## [Work required]
Present the lines below as a Markdown table with two columns, Row for the row number and Line for the line itself, leaving out any blank lines.
— Begin Data supplied —
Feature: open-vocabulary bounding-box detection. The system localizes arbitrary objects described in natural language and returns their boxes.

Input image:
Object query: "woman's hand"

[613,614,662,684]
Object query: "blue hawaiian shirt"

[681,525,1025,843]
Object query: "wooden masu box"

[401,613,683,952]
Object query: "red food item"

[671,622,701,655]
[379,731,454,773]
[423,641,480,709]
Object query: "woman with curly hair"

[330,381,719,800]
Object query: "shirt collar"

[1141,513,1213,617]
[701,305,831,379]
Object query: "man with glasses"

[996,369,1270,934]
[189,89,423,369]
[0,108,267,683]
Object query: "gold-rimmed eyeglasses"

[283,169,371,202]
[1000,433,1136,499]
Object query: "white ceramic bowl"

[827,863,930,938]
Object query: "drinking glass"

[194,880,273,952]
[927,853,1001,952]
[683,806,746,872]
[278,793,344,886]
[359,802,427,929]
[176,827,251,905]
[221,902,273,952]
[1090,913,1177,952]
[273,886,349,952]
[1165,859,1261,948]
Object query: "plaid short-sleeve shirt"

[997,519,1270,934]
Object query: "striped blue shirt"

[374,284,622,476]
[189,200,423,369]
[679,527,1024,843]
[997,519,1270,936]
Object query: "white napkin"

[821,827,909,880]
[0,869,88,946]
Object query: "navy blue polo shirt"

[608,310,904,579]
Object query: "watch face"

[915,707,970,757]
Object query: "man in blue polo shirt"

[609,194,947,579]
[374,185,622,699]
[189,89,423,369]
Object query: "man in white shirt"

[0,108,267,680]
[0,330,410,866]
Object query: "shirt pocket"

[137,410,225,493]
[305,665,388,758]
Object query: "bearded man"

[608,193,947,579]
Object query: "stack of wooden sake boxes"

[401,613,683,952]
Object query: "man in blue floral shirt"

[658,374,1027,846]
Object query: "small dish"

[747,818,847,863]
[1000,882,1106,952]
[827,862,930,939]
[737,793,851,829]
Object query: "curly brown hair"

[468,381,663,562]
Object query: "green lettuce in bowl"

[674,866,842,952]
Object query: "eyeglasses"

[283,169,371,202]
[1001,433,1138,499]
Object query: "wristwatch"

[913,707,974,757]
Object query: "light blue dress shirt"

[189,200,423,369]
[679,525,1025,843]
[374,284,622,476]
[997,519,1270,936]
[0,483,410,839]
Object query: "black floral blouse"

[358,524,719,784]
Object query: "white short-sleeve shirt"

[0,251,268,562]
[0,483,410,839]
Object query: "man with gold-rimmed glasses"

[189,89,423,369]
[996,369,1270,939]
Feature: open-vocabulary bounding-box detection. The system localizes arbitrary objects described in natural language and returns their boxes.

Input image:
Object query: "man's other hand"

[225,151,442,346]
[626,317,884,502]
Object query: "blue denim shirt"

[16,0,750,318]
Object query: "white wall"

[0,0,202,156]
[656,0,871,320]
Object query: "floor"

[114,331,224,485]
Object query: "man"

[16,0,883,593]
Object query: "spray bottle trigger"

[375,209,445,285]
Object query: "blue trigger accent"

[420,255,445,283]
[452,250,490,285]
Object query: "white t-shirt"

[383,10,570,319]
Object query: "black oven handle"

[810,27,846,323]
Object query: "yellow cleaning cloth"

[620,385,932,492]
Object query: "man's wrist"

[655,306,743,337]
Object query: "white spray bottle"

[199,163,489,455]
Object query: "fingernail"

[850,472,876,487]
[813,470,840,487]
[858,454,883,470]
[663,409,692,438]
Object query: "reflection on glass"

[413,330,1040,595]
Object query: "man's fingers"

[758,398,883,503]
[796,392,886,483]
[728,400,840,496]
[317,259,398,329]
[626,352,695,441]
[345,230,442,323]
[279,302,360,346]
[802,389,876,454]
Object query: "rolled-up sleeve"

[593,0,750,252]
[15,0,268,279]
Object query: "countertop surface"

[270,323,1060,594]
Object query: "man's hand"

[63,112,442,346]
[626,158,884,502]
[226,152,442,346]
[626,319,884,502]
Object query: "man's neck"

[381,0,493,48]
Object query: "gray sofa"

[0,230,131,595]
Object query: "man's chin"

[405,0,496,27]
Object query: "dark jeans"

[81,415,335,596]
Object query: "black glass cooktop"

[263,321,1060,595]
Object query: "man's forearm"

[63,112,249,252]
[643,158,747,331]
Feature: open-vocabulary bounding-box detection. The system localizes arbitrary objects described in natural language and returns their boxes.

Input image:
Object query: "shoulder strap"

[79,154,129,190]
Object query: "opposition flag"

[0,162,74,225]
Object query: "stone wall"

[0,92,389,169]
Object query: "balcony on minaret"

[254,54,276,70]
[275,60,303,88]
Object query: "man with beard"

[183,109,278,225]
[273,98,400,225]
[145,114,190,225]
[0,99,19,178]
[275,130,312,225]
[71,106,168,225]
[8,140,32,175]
— End Data supplied —
## [Result of the task]
| Row | Line |
|---|---|
| 1 | Feature: open-vocabulary bounding-box detection. The system localizes arbitrary objects described in natural language and returns their boxes. |
| 2 | Input image: |
| 3 | Object query: "woman's hand" |
| 4 | [613,614,662,684] |
| 5 | Object query: "blue hawaiian shirt" |
| 6 | [681,525,1025,843] |
| 7 | Object query: "wooden masu box" |
| 8 | [401,613,683,952] |
| 9 | Object query: "red food item" |
| 10 | [671,622,701,655] |
| 11 | [379,731,454,773] |
| 12 | [423,641,480,709] |
| 13 | Object query: "woman with curly hair" |
| 14 | [330,381,719,800] |
| 15 | Object query: "shirt collar" |
| 16 | [1141,513,1213,617] |
| 17 | [701,305,831,379] |
| 18 | Object query: "man with glasses" |
| 19 | [996,369,1270,934] |
| 20 | [189,89,423,369] |
| 21 | [0,108,267,683] |
| 22 | Object query: "gold-rimmed eyeglasses" |
| 23 | [283,169,371,202] |
| 24 | [1000,433,1136,499] |
| 25 | Object query: "white ceramic bowl" |
| 26 | [827,863,930,938] |
| 27 | Object query: "drinking glass" |
| 28 | [194,880,273,952] |
| 29 | [927,853,1001,952] |
| 30 | [683,806,746,872] |
| 31 | [278,793,344,886] |
| 32 | [359,802,427,929] |
| 33 | [176,827,251,905] |
| 34 | [221,902,273,952] |
| 35 | [1090,913,1177,952] |
| 36 | [273,886,349,952] |
| 37 | [1165,859,1261,948] |
| 38 | Object query: "plaid short-sleeve shirt" |
| 39 | [997,519,1270,934] |
| 40 | Object query: "striped blue shirt" |
| 41 | [374,284,622,476] |
| 42 | [189,200,423,369] |
| 43 | [679,527,1024,843] |
| 44 | [997,519,1270,936] |
| 45 | Object query: "white napkin" |
| 46 | [821,827,909,880] |
| 47 | [0,869,88,946] |
| 48 | Object query: "navy blue polo shirt" |
| 49 | [608,310,904,579] |
| 50 | Object query: "watch face" |
| 51 | [915,707,970,757] |
| 52 | Object query: "man in blue polo shirt" |
| 53 | [609,194,947,579] |
| 54 | [374,185,622,699] |
| 55 | [189,89,423,369] |
| 56 | Object query: "man in white shirt" |
| 57 | [0,108,267,680] |
| 58 | [0,330,410,866] |
| 59 | Object query: "shirt pocket" |
| 60 | [137,410,225,493] |
| 61 | [305,665,388,758] |
| 62 | Object query: "bearded man" |
| 63 | [608,193,947,579] |
| 64 | Object query: "stack of wooden sake boxes" |
| 65 | [401,613,683,952] |
| 66 | Object query: "man in blue floral shirt" |
| 67 | [658,374,1027,846] |
| 68 | Object query: "small dish" |
| 69 | [747,818,847,863] |
| 70 | [1000,882,1106,952] |
| 71 | [827,862,930,939] |
| 72 | [737,793,851,829] |
| 73 | Object query: "curly brown hair" |
| 74 | [468,381,663,562] |
| 75 | Object query: "green lettuce in bowl" |
| 76 | [674,866,842,952] |
| 77 | Object query: "eyeglasses" |
| 78 | [283,169,371,202] |
| 79 | [1001,433,1138,499] |
| 80 | Object query: "wristwatch" |
| 81 | [913,707,974,757] |
| 82 | Object query: "light blue dress shirt" |
| 83 | [189,200,423,369] |
| 84 | [679,525,1025,843] |
| 85 | [374,284,622,476] |
| 86 | [997,519,1270,936] |
| 87 | [0,483,410,839] |
| 88 | Object query: "black floral blouse" |
| 89 | [358,524,719,784] |
| 90 | Object query: "white short-sleeve shirt" |
| 91 | [0,251,268,562] |
| 92 | [0,483,410,839] |
| 93 | Object query: "man with gold-rimmed glasses" |
| 94 | [189,89,423,369] |
| 95 | [996,369,1270,939] |
| 96 | Feature: open-vocabulary bounding-box detection. The system localizes arbitrary objects described in natural language and returns their boxes. |
| 97 | Input image: |
| 98 | Object query: "man's other hand" |
| 99 | [225,151,442,346] |
| 100 | [626,317,884,502] |
| 101 | Object query: "blue denim shirt" |
| 102 | [16,0,750,318] |
| 103 | Object query: "white wall" |
| 104 | [0,0,202,156] |
| 105 | [656,0,871,320] |
| 106 | Object query: "floor" |
| 107 | [114,331,224,485] |
| 108 | Object query: "man" |
| 109 | [16,0,883,593] |
| 110 | Object query: "spray bottle trigger" |
| 111 | [375,209,445,285] |
| 112 | Object query: "blue trigger accent" |
| 113 | [420,255,445,283] |
| 114 | [452,250,490,285] |
| 115 | Object query: "white t-shirt" |
| 116 | [383,10,570,319] |
| 117 | Object query: "black oven handle" |
| 118 | [810,27,846,323] |
| 119 | Object query: "yellow cleaning cloth" |
| 120 | [620,385,932,492] |
| 121 | Object query: "man's wrist" |
| 122 | [655,306,743,337] |
| 123 | Object query: "white spray bottle" |
| 124 | [199,163,489,455] |
| 125 | Object query: "fingernail" |
| 126 | [850,472,876,487] |
| 127 | [813,470,840,487] |
| 128 | [858,454,883,470] |
| 129 | [663,409,692,438] |
| 130 | Object query: "reflection on glass" |
| 131 | [413,330,1040,595] |
| 132 | Object query: "man's fingers" |
| 133 | [758,398,883,503] |
| 134 | [796,392,886,483] |
| 135 | [728,400,840,496] |
| 136 | [317,259,398,329] |
| 137 | [626,352,695,441] |
| 138 | [345,230,442,323] |
| 139 | [279,302,360,346] |
| 140 | [802,389,876,454] |
| 141 | Object query: "rolled-up sleeve" |
| 142 | [593,0,750,252] |
| 143 | [15,0,268,279] |
| 144 | Object query: "countertop surface" |
| 145 | [270,323,1060,594] |
| 146 | Object query: "man's hand" |
| 147 | [63,112,442,346] |
| 148 | [626,158,884,502] |
| 149 | [226,152,442,346] |
| 150 | [626,319,884,502] |
| 151 | Object query: "man's neck" |
| 152 | [381,0,493,48] |
| 153 | Object query: "gray sofa" |
| 154 | [0,230,131,595] |
| 155 | Object query: "man's chin" |
| 156 | [405,0,496,27] |
| 157 | Object query: "dark jeans" |
| 158 | [81,415,335,596] |
| 159 | Object query: "black glass cooktop" |
| 160 | [263,321,1060,595] |
| 161 | Object query: "man's forearm" |
| 162 | [63,112,249,252] |
| 163 | [643,158,747,331] |
| 164 | Feature: open-vocabulary bounding-box detection. The system localizes arbitrary objects described in natural language and returns their boxes. |
| 165 | Input image: |
| 166 | Object query: "shoulder strap" |
| 167 | [79,154,129,190] |
| 168 | Object query: "opposition flag" |
| 169 | [0,162,74,225] |
| 170 | Object query: "stone wall" |
| 171 | [0,92,389,169] |
| 172 | Object query: "balcony on minaret" |
| 173 | [254,54,276,70] |
| 174 | [275,60,303,88] |
| 175 | Object query: "man with beard" |
| 176 | [183,109,278,225] |
| 177 | [273,98,400,225] |
| 178 | [145,114,190,225] |
| 179 | [0,99,19,178] |
| 180 | [275,130,312,225] |
| 181 | [71,106,168,225] |
| 182 | [8,140,32,175] |